> _READING PASSAGE_:
╭──
# 1st Signs of Winter



## tjohnson (Sep 15, 2011)

It's September 15th and the 1st signs of winter are already here.

Our 1st frost is about 3 weeks ahead of schedule.

Hope this is not a sign of a "Long Cold Miserable Minnesota Winter"!!!

It's amazing that we can have frost in the morning and hit 70° in the afternoon!

What's really sad, is in January, we will be thinking 32° is a heat wave!!

Have a GREAT Day!

Todd

We used the Weber Grill last night








Our pumpkin patch







Backyard is frosty, but no frost near the pond







Frost on the windshield


----------



## africanmeat (Sep 15, 2011)

Brrrrrrrrrrr it looks cold, we are almost out of the winter .i hope will have a great Summer


----------



## Bearcarver (Sep 15, 2011)

Frost the middle of Sept !!!!

Yikes!!!!

We don't get any of that yet !!!

Bear


----------



## masterofmymeat (Sep 15, 2011)

Well..have fun with that Todd. I don't envy you a bit. I moved to

South West Florida in 1988 because I survived 13 years of

Syracuse NY winters and said enough is enough. I have been

back only once.

You know what I used to say? If you get hot, it's easy to cool off quickly,

but when you get cold from Northern winters, you are cold to the bone

and it takes forever to warm up again....Enjoy!            






	

		
			
		

		
	
 James


----------



## masterofmymeat (Sep 15, 2011)

africanmeat said:


> Brrrrrrrrrrr it looks cold, we are almost out of the winter .i hope will have a great Summer


That scours my brain, Africanmeat. You're just finishing Winter there???? I never think of

Africa as a Wintery place...hmmmn, back to Google...James


----------



## alelover (Sep 15, 2011)

Damn. It's going to be near 90 here today.


----------



## bluebombersfan (Sep 15, 2011)

HAHAHAHAAH, We have been lucky enough to not have frost at the end of Aug this year!!!


----------



## bluebombersfan (Sep 15, 2011)

alelover said:


> Damn. It's going to be near 90 here today.




Very nice!!!  Right now it is 1C here of 34F and that is a beautiful morning for Sept.!!  Winter will hit days of -45C or -49F!!!!!!!


----------



## alelover (Sep 15, 2011)

We will be getting some of that Canadian air tonight. It'll only be in the 60s tomorrow.
╰──
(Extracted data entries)
╭──
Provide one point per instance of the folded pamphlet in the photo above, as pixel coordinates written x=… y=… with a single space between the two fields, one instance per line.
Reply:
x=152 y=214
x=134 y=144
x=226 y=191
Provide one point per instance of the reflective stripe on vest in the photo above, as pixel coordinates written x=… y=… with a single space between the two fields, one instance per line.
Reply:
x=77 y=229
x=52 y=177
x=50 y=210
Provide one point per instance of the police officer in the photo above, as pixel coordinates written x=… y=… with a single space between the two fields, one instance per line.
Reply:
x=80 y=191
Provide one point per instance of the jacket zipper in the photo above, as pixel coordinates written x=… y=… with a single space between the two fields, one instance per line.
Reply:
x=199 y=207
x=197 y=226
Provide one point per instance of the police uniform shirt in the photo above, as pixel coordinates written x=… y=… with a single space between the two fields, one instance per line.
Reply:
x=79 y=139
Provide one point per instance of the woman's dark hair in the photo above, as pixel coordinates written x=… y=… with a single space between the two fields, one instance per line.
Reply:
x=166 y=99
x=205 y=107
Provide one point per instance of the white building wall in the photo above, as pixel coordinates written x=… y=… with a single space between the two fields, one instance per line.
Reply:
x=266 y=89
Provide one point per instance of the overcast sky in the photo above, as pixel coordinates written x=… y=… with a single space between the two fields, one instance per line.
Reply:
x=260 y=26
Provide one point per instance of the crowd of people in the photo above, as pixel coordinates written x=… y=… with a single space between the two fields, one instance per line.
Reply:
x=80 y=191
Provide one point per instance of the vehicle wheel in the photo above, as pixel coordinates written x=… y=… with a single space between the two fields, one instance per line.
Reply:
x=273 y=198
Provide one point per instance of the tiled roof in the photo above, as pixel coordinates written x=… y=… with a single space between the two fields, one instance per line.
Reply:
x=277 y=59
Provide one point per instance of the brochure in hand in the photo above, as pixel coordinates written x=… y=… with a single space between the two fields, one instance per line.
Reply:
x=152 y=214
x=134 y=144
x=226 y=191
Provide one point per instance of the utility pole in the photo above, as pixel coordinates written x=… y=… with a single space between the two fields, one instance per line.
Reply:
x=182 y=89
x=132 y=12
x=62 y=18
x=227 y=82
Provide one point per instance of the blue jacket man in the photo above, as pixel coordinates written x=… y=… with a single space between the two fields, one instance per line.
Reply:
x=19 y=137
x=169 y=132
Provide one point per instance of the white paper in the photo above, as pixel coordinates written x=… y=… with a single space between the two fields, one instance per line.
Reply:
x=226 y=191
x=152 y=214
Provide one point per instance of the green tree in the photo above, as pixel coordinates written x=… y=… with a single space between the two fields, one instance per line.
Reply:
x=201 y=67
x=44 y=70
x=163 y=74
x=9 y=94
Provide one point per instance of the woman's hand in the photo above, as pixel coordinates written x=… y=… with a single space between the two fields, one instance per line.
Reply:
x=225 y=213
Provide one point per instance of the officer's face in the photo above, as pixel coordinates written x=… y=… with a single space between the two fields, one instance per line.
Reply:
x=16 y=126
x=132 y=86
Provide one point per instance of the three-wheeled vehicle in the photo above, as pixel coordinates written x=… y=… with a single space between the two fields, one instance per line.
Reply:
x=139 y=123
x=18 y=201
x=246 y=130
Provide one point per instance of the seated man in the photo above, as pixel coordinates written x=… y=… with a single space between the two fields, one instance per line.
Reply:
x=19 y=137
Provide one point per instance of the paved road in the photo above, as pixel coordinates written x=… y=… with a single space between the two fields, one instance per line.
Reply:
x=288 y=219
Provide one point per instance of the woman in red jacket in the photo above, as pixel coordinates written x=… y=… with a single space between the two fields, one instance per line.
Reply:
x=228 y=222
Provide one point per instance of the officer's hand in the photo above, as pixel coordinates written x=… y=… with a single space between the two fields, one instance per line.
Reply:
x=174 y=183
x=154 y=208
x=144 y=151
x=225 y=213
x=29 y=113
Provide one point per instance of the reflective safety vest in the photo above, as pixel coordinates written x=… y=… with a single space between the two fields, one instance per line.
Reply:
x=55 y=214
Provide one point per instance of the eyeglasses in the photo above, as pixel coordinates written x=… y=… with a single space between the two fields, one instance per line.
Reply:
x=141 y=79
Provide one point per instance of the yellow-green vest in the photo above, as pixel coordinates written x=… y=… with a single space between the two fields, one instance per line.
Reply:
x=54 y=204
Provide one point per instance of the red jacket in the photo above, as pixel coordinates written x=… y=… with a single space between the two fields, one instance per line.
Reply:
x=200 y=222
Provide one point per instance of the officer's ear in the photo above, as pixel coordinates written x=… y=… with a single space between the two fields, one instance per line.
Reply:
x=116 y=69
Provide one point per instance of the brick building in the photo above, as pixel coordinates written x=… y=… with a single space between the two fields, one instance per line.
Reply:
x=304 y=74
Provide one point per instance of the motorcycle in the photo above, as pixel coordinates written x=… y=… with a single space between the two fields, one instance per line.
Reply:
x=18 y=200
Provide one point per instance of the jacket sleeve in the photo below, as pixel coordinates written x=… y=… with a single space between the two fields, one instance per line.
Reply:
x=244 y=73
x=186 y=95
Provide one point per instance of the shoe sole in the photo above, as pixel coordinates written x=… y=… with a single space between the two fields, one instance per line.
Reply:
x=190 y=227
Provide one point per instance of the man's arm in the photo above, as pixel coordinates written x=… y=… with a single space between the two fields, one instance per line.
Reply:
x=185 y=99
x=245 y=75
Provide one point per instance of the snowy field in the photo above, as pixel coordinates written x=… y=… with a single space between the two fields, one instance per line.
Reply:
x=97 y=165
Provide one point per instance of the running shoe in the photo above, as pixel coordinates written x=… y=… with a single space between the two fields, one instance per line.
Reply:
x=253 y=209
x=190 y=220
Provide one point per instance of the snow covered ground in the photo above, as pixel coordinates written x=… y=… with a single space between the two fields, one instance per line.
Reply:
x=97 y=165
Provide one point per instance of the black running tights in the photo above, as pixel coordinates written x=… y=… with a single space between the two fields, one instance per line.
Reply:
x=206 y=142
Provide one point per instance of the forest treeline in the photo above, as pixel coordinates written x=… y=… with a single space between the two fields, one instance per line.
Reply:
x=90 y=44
╰──
> _STUDY QUESTIONS_:
A - In the forum thread about early frost, translate this sentence into Spanish: "Our 1st frost is about 3 weeks ahead of schedule."
B - According to the forum thread about early frost, in what year did masterofmymeat move to South West Florida?
This data has nothing to do with the forum thread about early frost.

> _COMPLETED EXERCISE_:
A - Nuestra primera helada llegó unas 3 semanas antes de lo previsto.

B - 1988